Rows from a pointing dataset
###

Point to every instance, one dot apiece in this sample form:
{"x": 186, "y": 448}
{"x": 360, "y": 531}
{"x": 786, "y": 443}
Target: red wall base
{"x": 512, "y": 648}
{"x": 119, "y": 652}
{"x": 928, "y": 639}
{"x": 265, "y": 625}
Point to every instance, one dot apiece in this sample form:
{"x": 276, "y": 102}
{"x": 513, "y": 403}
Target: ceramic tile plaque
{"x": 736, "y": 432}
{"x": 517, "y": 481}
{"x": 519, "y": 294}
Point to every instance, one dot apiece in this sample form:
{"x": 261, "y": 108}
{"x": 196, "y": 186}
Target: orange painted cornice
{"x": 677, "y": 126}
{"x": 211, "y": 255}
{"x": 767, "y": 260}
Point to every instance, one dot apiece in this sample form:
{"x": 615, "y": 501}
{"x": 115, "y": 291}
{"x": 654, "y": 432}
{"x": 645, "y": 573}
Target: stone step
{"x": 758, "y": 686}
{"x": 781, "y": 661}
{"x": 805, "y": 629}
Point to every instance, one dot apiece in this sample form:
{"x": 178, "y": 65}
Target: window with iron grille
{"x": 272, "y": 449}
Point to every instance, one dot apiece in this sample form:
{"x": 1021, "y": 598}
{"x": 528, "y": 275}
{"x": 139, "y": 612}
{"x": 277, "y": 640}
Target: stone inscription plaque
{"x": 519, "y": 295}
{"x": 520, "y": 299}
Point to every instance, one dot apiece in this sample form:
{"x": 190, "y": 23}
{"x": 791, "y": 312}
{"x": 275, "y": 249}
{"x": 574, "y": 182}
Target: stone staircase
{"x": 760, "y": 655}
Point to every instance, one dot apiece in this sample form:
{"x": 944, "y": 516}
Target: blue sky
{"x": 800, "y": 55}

###

Required work.
Reproduce the material verbatim, line by line.

Expected answer.
Point to every instance, one dot apiece in this sample form:
{"x": 186, "y": 448}
{"x": 360, "y": 531}
{"x": 786, "y": 443}
Target: red wall base
{"x": 512, "y": 648}
{"x": 119, "y": 652}
{"x": 928, "y": 639}
{"x": 265, "y": 625}
Point to every instance, one dot apiece in this sample form:
{"x": 276, "y": 102}
{"x": 513, "y": 403}
Target: ceramic tile plaque
{"x": 736, "y": 432}
{"x": 517, "y": 481}
{"x": 519, "y": 294}
Point to every instance, one dot apiece in this sample form:
{"x": 261, "y": 108}
{"x": 196, "y": 186}
Target: orange painted cornice
{"x": 677, "y": 126}
{"x": 211, "y": 255}
{"x": 767, "y": 260}
Point to every instance, one dot apiece in this sample form:
{"x": 615, "y": 501}
{"x": 115, "y": 291}
{"x": 654, "y": 432}
{"x": 645, "y": 573}
Target: stone step
{"x": 758, "y": 686}
{"x": 781, "y": 661}
{"x": 805, "y": 629}
Point to every instance, one dot apiece in this sample form:
{"x": 178, "y": 65}
Target: window with iron grille
{"x": 272, "y": 449}
Point to every instance, one dot apiece in this sample form:
{"x": 1021, "y": 598}
{"x": 528, "y": 275}
{"x": 139, "y": 612}
{"x": 277, "y": 640}
Target: stone inscription plaque
{"x": 519, "y": 295}
{"x": 520, "y": 299}
Point to every instance, one dot apiece in this sample form:
{"x": 190, "y": 23}
{"x": 791, "y": 312}
{"x": 275, "y": 249}
{"x": 574, "y": 182}
Target: stone staircase
{"x": 760, "y": 655}
Point to every instance, one dot apiece in this sample form:
{"x": 944, "y": 516}
Target: blue sky
{"x": 800, "y": 55}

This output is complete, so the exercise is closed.